Selected passage:

/---

Jessie Horning lives in Columbus, Ohio, where she currently works as Adjunct Faculty teaching printmaking, drawing, and art history classes at Ohio State University, Columbus College of Art and Design, and Capital University. She also works as the OSU Print Shop Lab Technician.

In 2011 She earned her BFA in Printmaking from Kutztown University in Kutztown, Pennsylvania, then worked as the Teaching Assistant of Printmaking at Bucknell University in Lewisburg, Pennsylvania. She completed her MFA in Printmaking at Ohio State University in 2017. 

Horning is committed to utilizing printmaking practices that are sustainable for the health of the artist and the environment. Her interest in sustainability was sparked by her experience working at an organic garden where she became attuned to the complexity and fragility of organic ecological systems.

Currently, my studio practice serves as an essential reprieve from the "new normal" of the on-going pandemic. One of the most significant changes to my daily routine is increased screen time. I perceive the digital screens of my laptop and phone as paradoxes; these screens are portals to information and people that allow me to be intellectually and emotionally connected while being physically detached.

\---

Listed records:
/---

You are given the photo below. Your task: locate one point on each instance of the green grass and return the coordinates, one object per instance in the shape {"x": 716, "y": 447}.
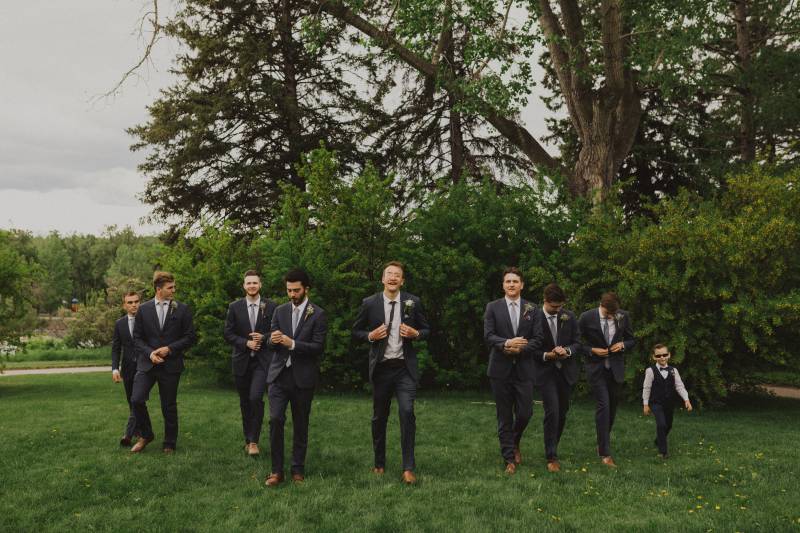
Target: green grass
{"x": 733, "y": 469}
{"x": 59, "y": 357}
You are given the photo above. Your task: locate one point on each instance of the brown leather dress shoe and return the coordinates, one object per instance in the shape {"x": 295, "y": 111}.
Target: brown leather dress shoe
{"x": 408, "y": 477}
{"x": 140, "y": 445}
{"x": 273, "y": 480}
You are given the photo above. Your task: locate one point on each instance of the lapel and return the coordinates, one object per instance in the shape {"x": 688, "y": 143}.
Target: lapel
{"x": 506, "y": 314}
{"x": 302, "y": 321}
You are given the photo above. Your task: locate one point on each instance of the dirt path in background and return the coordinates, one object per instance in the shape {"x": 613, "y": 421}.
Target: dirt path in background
{"x": 68, "y": 370}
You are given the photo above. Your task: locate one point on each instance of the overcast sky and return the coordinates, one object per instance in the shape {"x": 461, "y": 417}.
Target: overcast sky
{"x": 65, "y": 162}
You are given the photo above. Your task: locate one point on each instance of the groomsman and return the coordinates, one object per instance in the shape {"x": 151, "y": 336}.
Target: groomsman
{"x": 512, "y": 332}
{"x": 246, "y": 330}
{"x": 391, "y": 321}
{"x": 162, "y": 332}
{"x": 606, "y": 333}
{"x": 556, "y": 368}
{"x": 123, "y": 358}
{"x": 298, "y": 335}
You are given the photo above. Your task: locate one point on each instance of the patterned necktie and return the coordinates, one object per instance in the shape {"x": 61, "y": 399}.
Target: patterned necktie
{"x": 553, "y": 330}
{"x": 514, "y": 317}
{"x": 295, "y": 320}
{"x": 252, "y": 317}
{"x": 162, "y": 314}
{"x": 391, "y": 319}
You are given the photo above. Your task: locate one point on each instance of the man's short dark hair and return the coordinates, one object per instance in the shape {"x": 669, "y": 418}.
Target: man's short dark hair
{"x": 130, "y": 293}
{"x": 610, "y": 301}
{"x": 397, "y": 264}
{"x": 160, "y": 278}
{"x": 554, "y": 294}
{"x": 296, "y": 275}
{"x": 515, "y": 271}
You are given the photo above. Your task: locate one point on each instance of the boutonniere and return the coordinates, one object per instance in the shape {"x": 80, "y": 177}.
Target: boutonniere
{"x": 526, "y": 310}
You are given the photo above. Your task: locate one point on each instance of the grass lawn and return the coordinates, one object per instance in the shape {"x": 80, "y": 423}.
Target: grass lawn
{"x": 61, "y": 469}
{"x": 59, "y": 358}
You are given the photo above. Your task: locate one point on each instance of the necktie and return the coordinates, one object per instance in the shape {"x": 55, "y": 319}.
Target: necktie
{"x": 606, "y": 362}
{"x": 391, "y": 319}
{"x": 514, "y": 317}
{"x": 553, "y": 330}
{"x": 295, "y": 320}
{"x": 252, "y": 317}
{"x": 162, "y": 312}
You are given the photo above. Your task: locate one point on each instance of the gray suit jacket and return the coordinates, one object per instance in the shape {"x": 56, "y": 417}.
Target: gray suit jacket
{"x": 371, "y": 315}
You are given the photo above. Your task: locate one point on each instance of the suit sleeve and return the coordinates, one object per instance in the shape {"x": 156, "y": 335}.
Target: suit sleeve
{"x": 229, "y": 332}
{"x": 537, "y": 334}
{"x": 316, "y": 345}
{"x": 628, "y": 340}
{"x": 187, "y": 334}
{"x": 575, "y": 347}
{"x": 116, "y": 347}
{"x": 423, "y": 327}
{"x": 537, "y": 351}
{"x": 490, "y": 336}
{"x": 361, "y": 325}
{"x": 138, "y": 336}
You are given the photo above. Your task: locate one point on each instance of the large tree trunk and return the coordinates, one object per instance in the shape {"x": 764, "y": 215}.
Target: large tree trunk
{"x": 747, "y": 136}
{"x": 290, "y": 103}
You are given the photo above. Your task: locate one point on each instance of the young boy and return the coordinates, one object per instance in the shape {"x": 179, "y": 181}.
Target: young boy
{"x": 661, "y": 382}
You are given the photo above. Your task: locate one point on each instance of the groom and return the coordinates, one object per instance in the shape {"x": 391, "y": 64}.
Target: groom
{"x": 391, "y": 321}
{"x": 298, "y": 335}
{"x": 512, "y": 331}
{"x": 606, "y": 334}
{"x": 162, "y": 332}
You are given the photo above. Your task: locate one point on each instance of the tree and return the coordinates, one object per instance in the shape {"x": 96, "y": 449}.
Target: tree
{"x": 16, "y": 279}
{"x": 251, "y": 97}
{"x": 54, "y": 282}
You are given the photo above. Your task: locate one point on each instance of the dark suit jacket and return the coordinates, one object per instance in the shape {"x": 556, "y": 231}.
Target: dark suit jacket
{"x": 309, "y": 342}
{"x": 237, "y": 329}
{"x": 592, "y": 337}
{"x": 497, "y": 330}
{"x": 371, "y": 315}
{"x": 122, "y": 348}
{"x": 568, "y": 336}
{"x": 178, "y": 334}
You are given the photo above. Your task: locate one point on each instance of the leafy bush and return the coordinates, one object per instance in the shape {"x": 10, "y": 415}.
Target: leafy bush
{"x": 715, "y": 279}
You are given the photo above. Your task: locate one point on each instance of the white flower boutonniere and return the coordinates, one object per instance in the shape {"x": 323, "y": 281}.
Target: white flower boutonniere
{"x": 526, "y": 311}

\---

Task directions: Reproduce without changes the portion of the Jessie Horning biography above that begins with the words "Jessie Horning lives" and ends with "organic ecological systems.".

Solution:
Jessie Horning lives in Columbus, Ohio, where she currently works as Adjunct Faculty teaching printmaking, drawing, and art history classes at Ohio State University, Columbus College of Art and Design, and Capital University. She also works as the OSU Print Shop Lab Technician.

In 2011 She earned her BFA in Printmaking from Kutztown University in Kutztown, Pennsylvania, then worked as the Teaching Assistant of Printmaking at Bucknell University in Lewisburg, Pennsylvania. She completed her MFA in Printmaking at Ohio State University in 2017. 

Horning is committed to utilizing printmaking practices that are sustainable for the health of the artist and the environment. Her interest in sustainability was sparked by her experience working at an organic garden where she became attuned to the complexity and fragility of organic ecological systems.